ElGamal encryption can be defined over any "cyclic group ${\displaystyle G}$. Its security depends upon the difficulty of a certain problem in ${\displaystyle G}$ related to computing "discrete logarithms (see below).

## The algorithm

ElGamal encryption consists of three components: the key generator, the encryption algorithm, and the decryption algorithm.

### Key generation

The key generator works as follows:

• Alice generates an efficient description of a cyclic group ${\displaystyle G\,}$ of order ${\displaystyle q\,}$ with "generator ${\displaystyle g}$. See below for a discussion on the required properties of this group.
• Alice chooses an ${\displaystyle x}$ randomly from ${\displaystyle \{1,\ldots ,q-1\}}$.
• Alice computes ${\displaystyle h:=g^{x}}$.
• Alice publishes ${\displaystyle h\,}$, along with the description of ${\displaystyle G,q,g\,}$, as her "public key. Alice retains ${\displaystyle x}$ as her private key, which must be kept secret.

### Encryption

The encryption algorithm works as follows: to encrypt a message ${\displaystyle m}$ to Alice under her public key ${\displaystyle (G,q,g,h)}$,

• Bob chooses a random ${\displaystyle y}$ from ${\displaystyle \{1,\ldots ,q-1\}}$, then calculates ${\displaystyle c_{1}:=g^{y}}$.
• Bob calculates the shared secret ${\displaystyle s:=h^{y}:=g^{xy}}$ .
• Bob maps his message ${\displaystyle m}$ onto an element ${\displaystyle m'}$ of ${\displaystyle G}$.
• Bob calculates ${\displaystyle c_{2}:=m'\cdot s}$.
• Bob sends the ciphertext ${\textstyle (c_{1},c_{2})=(g^{y},m'\cdot h^{y})=(g^{y},m'\cdot g^{xy})}$ to Alice.

Note that one can easily find ${\displaystyle h^{y}}$ if one knows ${\displaystyle m'}$. Therefore, a new ${\displaystyle y}$ is generated for every message to improve security. For this reason, ${\displaystyle y}$ is also called an "ephemeral key.

### Decryption

The decryption algorithm works as follows: to decrypt a ciphertext ${\displaystyle (c_{1},c_{2})}$ with her private key ${\displaystyle x}$,

• Alice calculates the shared secret ${\displaystyle s:=c_{1}{}^{x}}$
• and then computes ${\displaystyle m':=c_{2}\cdot s^{-1}}$ which she then converts back into the plaintext message ${\displaystyle m}$, where ${\displaystyle s^{-1}}$ is the inverse of ${\displaystyle s}$ in the group ${\displaystyle G}$. (E.g. "modular multiplicative inverse if ${\displaystyle G}$ is a subgroup of a "multiplicative group of integers modulo n).

************

• TASK REQUIREMENTS:
1. According to the ElGamal encryption text, what three components make up ElGamal encryption?
2. Reproduce the part of the ElGamal encryption text that opens with the words containing "### Key generation" and closes with "be kept secret.", changing "publishes" to "releases".
3. Carry the ElGamal encryption text forward from the point at which it stops.

• COLLECTED MATERIAL:
************

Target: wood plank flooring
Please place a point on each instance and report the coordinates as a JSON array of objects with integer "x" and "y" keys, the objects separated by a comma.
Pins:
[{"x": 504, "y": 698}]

************

• RESPONSES TO THE EXERCISE:
1. The key generator, the encryption algorithm, and the decryption algorithm.

2.
### Key generation

The key generator works as follows:

• Alice generates an efficient description of a cyclic group ${\displaystyle G\,}$ of order ${\displaystyle q\,}$ with "generator ${\displaystyle g}$. See below for a discussion on the required properties of this group.
• Alice chooses an ${\displaystyle x}$ randomly from ${\displaystyle \{1,\ldots ,q-1\}}$.
• Alice computes ${\displaystyle h:=g^{x}}$.
• Alice releases ${\displaystyle h\,}$, along with the description of ${\displaystyle G,q,g\,}$, as her "public key. Alice retains ${\displaystyle x}$ as her private key, which must be kept secret.

3.
The decryption algorithm produces the intended message, since
${\displaystyle c_{2}\cdot s^{-1}=m'\cdot h^{y}\cdot (g^{xy})^{-1}=m'\cdot g^{xy}\cdot g^{-xy}=m'.}$

### Practical use

The ElGamal cryptosystem is usually used in a "hybrid cryptosystem. I.e., the message itself is encrypted using a symmetric cryptosystem and ElGamal is then used to encrypt the key used for the symmetric cryptosystem. This is because asymmetric cryptosystems like Elgamal are usually slower than symmetric ones for the same "level of security, so it is faster to encrypt the symmetric key (which most of the time is quite small if compared to the size of the message) with Elgamal and the message (which can be arbitrarily large) with a symmetric cipher.

## Security

The security of the ElGamal scheme depends on the properties of the underlying group ${\displaystyle G}$ as well as any padding scheme used on the messages.

If the "computational Diffie–Hellman assumption (CDH) holds in the underlying cyclic group ${\displaystyle G}$, then the encryption function is "one-way.[2]

If the "decisional Diffie–Hellman assumption (DDH) holds in ${\displaystyle G}$, then ElGamal achieves "semantic security.[2] Semantic security is not implied by the computational Diffie–Hellman assumption alone.[3] See "decisional Diffie–Hellman assumption for a discussion of groups where the assumption is believed to hold.

ElGamal encryption is unconditionally "malleable, and therefore is not secure under "chosen ciphertext attack. For example, given an encryption ${\displaystyle (c_{1},c_{2})}$ of some (possibly unknown) message ${\displaystyle m}$, one can easily construct a valid encryption ${\displaystyle (c_{1},2c_{2})}$ of the message ${\displaystyle 2m}$.

To achieve chosen-ciphertext security, the scheme must be further modified, or an appropriate padding scheme must be used. Depending on the modification, the DDH assumption may or may not be necessary.

Other schemes related to ElGamal which achieve security against chosen ciphertext attacks have also been proposed. The "Cramer–Shoup cryptosystem is secure under chosen ciphertext attack assuming DDH holds for ${\displaystyle G}$. Its proof does not use the "random oracle model. Another proposed scheme is "DHAES,[3] whose proof requires an assumption that is weaker than the DDH assumption.

## Efficiency

ElGamal encryption is "probabilistic, meaning that a single "plaintext can be encrypted to many possible ciphertexts, with the consequence that a general ElGamal encryption produces a 2:1 expansion in size from plaintext to ciphertext.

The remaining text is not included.